What the task requires:
Write out the stretch of the call transcript from "And our next" through "how you're responding?", copying it word for word.

# Start of Passage provided

So I would say that every year, we try to do something to delight our customers. And every year, we want our customers who come year-to-year to look at our facility and say, there's something new, there's something different, there's something exciting. So that's part of the rhythm of how we approach capital expenditures. So the size of the project -- we haven't made a decision on that, but you are going to see constant consistent activity there on a basis that can be measured year-to-year. So I don't want to foreshadow or mislead, but we will be active in 2025. The scope of the project and the timing of the project, that's something we still have to decide based on our learnings from this Derby, but I wouldn't expect a material pause. Our team is chomping at the bit to get going on the next thing.
And our next question comes from the line of Ramin Sobhany with Truist Securities.
Can you quantify the upside you have seen from the Virginia skill-based ban? We've heard some legislative movement to maybe legalized skill gains in the state. And can you walk us through any risk there and how you're responding?
Sure. So first, the court case that led to the enforcement of the ban in Virginia happened October, November of last year, and it's still hard to quantify exactly what that meant, and that's because the enforcement process over the fourth quarter and into the first quarter has been lumpy. It requires local enforcement. So it's been pretty lumpy and harder to quantify, especially when added to the operational efficiencies we're clearly demonstrating in Virginia.
So the ability to treat it as a single variable and to know for sure can't do that yet, and that's because it wasn't a light switch. The court case didn't come down and the next day we woke up to complete enforcement of the ban on skill games. That's not what happened. Instead of the court case came down and that started then a multi-month process of enforcement of closing those games across the different local jurisdictions in the state. So that's something that we're still evaluating and still understanding and that will continue.
As opposed to legislative matters, this call at this time of year, is always interesting because we do this call against a backdrop of legislative sessions being active. This is the time of year where many, if not most, of the state legislatures are active in the session. And there's always bills being considered or talked about, and I'll tell you our process. Our process is always -- is there a bill that has an opportunity to get passed that might pass? What are the details of that bill? What are the risks? What are the opportunities? Is there a chance to shape that bill? Is there a chance to mitigate a bill that has negative components? That's all part of a process that goes on this part of the year, and that's why these calls during this part of the year, always have to be respectful of those processes and focus on what we know versus what might happen.

# End of Passage provided
# Start of Source material

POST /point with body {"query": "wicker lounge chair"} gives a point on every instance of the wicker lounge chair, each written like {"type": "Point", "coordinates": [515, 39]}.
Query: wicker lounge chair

# End of Source material

Solved problem:
And our next question comes from the line of Ramin Sobhany with Truist Securities.
Can you quantify the upside you have seen from the Virginia skill-based ban? We've heard some legislative movement to maybe legalized skill gains in the state. And can you walk us through any risk there and how you're responding?